* What this task involves:
From the records that follow, copy every line that contains the word "only".

* Provided material:
"""

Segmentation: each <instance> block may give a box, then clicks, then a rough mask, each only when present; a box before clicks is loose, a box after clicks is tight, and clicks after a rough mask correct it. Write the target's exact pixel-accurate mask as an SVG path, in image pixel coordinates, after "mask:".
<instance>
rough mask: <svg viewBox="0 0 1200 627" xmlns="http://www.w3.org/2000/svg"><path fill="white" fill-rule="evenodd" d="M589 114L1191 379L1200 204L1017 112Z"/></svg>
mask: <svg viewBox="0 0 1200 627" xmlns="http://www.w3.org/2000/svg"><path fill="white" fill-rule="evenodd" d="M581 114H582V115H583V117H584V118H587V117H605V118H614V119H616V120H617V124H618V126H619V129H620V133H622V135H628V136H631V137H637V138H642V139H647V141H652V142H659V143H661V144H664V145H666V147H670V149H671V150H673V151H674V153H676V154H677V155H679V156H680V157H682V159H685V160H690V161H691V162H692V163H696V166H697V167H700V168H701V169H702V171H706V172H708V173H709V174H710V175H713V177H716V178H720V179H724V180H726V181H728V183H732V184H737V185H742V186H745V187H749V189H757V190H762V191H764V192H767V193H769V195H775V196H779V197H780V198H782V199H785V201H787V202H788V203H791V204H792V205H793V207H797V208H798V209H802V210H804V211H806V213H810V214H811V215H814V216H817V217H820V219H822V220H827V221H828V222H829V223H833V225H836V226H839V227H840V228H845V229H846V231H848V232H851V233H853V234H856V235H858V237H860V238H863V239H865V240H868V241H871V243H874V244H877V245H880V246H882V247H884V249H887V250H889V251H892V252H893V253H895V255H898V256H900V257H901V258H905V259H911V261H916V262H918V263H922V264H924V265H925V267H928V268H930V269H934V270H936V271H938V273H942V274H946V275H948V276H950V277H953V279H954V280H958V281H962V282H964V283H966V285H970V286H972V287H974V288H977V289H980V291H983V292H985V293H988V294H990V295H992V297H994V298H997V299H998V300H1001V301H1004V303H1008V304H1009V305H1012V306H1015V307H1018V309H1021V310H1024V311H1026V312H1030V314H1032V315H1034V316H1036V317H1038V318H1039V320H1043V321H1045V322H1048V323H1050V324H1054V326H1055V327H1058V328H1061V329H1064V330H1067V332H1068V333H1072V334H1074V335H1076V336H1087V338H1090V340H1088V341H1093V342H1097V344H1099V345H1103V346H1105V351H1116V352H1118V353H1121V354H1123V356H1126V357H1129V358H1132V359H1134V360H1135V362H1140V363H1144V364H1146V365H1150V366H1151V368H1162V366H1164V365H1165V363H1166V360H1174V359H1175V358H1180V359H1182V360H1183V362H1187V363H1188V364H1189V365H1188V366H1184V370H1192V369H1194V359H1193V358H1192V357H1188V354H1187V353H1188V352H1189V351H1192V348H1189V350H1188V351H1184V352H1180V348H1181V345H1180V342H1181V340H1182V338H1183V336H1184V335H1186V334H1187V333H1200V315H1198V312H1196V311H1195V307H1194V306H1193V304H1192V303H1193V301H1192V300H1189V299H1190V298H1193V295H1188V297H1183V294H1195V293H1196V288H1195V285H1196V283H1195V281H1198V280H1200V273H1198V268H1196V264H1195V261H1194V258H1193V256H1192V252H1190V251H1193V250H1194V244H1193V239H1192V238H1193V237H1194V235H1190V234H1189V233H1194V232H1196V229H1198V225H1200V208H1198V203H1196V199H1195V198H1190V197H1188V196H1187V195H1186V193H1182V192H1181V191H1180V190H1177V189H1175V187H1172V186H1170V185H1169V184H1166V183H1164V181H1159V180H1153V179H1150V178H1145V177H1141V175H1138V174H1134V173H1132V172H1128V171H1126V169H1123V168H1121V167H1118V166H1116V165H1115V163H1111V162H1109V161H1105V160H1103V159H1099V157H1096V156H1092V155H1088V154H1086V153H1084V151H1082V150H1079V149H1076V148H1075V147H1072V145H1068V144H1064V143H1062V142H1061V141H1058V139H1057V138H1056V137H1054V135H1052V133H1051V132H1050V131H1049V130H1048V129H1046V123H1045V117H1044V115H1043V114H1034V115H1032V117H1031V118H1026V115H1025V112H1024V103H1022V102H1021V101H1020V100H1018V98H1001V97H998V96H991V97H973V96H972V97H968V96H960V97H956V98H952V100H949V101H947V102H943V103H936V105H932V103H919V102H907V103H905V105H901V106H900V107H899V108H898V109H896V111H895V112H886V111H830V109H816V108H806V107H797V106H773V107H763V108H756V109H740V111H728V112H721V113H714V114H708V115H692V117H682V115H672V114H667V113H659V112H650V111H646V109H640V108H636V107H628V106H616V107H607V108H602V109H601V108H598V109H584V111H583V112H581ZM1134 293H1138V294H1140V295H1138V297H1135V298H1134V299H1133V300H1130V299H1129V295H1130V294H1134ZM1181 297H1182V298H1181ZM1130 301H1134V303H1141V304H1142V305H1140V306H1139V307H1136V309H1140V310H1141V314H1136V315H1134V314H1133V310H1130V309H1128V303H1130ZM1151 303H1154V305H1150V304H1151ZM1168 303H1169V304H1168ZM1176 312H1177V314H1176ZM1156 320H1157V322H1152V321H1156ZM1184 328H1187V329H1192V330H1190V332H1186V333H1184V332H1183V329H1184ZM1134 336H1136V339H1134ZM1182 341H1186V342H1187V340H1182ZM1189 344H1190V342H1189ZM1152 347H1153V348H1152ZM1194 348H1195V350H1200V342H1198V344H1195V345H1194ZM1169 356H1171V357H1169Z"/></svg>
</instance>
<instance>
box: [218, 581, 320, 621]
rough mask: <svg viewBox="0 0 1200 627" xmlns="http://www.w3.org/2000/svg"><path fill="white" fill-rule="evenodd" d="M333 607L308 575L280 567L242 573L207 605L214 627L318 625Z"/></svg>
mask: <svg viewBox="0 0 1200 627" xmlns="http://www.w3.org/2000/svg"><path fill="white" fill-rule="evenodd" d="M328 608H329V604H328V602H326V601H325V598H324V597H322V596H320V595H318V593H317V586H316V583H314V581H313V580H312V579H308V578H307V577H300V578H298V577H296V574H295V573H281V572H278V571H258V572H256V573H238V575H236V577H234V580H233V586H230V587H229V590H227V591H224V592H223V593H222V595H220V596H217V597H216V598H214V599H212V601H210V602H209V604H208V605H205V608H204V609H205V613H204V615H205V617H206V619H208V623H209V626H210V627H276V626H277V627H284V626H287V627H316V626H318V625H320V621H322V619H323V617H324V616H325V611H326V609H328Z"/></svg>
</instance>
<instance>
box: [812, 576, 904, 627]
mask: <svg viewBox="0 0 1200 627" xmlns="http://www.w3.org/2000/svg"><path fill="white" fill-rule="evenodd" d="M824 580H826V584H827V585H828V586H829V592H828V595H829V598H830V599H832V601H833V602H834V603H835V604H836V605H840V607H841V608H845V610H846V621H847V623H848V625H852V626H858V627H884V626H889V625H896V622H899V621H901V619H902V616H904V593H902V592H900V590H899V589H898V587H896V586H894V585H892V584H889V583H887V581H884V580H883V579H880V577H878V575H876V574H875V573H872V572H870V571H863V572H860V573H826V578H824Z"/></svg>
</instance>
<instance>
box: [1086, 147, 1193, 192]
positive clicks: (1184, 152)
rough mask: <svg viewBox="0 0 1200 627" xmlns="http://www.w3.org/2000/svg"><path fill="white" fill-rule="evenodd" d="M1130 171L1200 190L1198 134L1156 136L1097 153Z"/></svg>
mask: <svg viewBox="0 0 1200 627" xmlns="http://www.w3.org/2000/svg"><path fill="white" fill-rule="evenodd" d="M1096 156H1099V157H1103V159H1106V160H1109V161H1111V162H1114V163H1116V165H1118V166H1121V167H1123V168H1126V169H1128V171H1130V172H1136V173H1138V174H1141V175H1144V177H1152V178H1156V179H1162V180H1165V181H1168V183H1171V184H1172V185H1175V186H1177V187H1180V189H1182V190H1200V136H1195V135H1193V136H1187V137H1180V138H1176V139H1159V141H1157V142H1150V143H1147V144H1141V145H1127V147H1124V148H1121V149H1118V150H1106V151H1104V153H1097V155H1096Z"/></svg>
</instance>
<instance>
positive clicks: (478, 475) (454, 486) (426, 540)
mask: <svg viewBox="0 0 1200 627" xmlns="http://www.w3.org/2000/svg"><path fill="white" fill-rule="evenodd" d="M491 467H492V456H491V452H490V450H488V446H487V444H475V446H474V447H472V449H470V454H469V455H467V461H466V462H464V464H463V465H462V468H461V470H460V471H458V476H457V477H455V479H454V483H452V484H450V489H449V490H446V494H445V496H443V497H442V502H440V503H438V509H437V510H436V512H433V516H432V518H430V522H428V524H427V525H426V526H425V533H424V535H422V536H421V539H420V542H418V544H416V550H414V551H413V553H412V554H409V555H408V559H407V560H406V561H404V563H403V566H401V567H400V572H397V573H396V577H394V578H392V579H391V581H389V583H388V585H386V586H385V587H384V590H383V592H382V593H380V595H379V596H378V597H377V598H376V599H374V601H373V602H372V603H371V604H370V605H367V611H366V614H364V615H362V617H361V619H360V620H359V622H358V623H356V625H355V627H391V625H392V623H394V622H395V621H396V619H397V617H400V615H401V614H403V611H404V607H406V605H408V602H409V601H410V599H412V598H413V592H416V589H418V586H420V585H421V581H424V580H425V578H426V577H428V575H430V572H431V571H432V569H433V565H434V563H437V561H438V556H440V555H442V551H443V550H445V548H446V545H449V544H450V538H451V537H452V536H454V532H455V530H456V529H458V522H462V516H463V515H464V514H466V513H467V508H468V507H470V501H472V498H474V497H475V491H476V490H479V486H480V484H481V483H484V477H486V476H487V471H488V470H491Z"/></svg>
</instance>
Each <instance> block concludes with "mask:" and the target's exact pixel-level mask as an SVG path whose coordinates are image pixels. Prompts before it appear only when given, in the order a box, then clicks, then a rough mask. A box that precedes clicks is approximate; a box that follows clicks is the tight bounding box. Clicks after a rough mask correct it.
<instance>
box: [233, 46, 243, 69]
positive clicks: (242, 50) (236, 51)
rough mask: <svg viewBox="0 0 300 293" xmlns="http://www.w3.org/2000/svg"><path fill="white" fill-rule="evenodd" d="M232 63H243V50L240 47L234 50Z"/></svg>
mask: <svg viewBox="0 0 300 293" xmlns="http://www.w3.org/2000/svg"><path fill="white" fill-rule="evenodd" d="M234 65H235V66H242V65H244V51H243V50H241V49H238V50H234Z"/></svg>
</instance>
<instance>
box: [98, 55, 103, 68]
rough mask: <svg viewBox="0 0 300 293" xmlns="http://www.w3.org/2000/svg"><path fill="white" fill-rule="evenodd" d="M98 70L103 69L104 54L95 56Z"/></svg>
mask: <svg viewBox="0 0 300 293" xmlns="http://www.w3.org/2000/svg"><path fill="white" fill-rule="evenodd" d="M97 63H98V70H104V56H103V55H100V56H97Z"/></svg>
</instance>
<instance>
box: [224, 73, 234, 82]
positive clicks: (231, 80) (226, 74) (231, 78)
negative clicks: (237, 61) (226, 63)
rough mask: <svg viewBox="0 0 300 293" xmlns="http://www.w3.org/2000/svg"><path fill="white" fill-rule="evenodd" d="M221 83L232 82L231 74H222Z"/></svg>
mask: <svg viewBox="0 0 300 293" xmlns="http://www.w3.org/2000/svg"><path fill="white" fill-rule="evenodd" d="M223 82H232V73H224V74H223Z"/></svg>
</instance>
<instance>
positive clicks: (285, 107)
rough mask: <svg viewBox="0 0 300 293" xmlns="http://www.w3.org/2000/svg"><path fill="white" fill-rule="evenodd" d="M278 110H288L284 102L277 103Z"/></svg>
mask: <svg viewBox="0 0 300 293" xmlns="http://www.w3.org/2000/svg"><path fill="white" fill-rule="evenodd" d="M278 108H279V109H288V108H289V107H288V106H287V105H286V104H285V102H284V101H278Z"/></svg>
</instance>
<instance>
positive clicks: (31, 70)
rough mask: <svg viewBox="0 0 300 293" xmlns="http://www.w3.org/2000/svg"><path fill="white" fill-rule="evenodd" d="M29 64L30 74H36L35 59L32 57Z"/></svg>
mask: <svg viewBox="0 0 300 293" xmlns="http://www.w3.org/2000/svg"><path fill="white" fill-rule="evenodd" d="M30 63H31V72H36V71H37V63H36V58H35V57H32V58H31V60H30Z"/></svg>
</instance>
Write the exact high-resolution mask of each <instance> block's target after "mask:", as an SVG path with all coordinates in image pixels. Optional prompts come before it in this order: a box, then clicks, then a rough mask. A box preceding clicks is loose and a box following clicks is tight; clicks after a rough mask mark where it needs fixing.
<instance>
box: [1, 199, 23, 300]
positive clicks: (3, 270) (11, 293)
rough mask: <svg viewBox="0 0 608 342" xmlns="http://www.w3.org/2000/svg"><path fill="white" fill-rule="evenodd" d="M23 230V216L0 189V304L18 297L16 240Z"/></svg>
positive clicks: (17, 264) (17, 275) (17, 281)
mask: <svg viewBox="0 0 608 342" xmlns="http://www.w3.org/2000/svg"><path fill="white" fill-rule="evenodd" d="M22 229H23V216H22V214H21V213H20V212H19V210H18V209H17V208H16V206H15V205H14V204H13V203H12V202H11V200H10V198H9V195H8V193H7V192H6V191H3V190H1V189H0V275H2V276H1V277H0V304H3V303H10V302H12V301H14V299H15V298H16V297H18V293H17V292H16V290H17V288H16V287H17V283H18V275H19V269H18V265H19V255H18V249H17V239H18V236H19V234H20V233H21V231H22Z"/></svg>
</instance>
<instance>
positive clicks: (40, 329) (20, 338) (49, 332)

"""

* Answer to the exercise:
Segmentation: each <instance> block may give a box, then clicks, then a rough mask, each only when present; a box before clicks is loose, a box after clicks is tight, and clicks after a rough mask correct it. Write the target's exact pixel-accurate mask as an SVG path, in image pixel coordinates, after "mask:".
Each <instance> block concludes with "mask:" and the target's exact pixel-level mask as an SVG path whose coordinates are image pixels. Prompts before it appear only when given, in the order a box, then clicks, then a rough mask. A box that precedes clicks is approximate; a box that follows clicks is the tight bounding box. Clicks after a rough mask correct it.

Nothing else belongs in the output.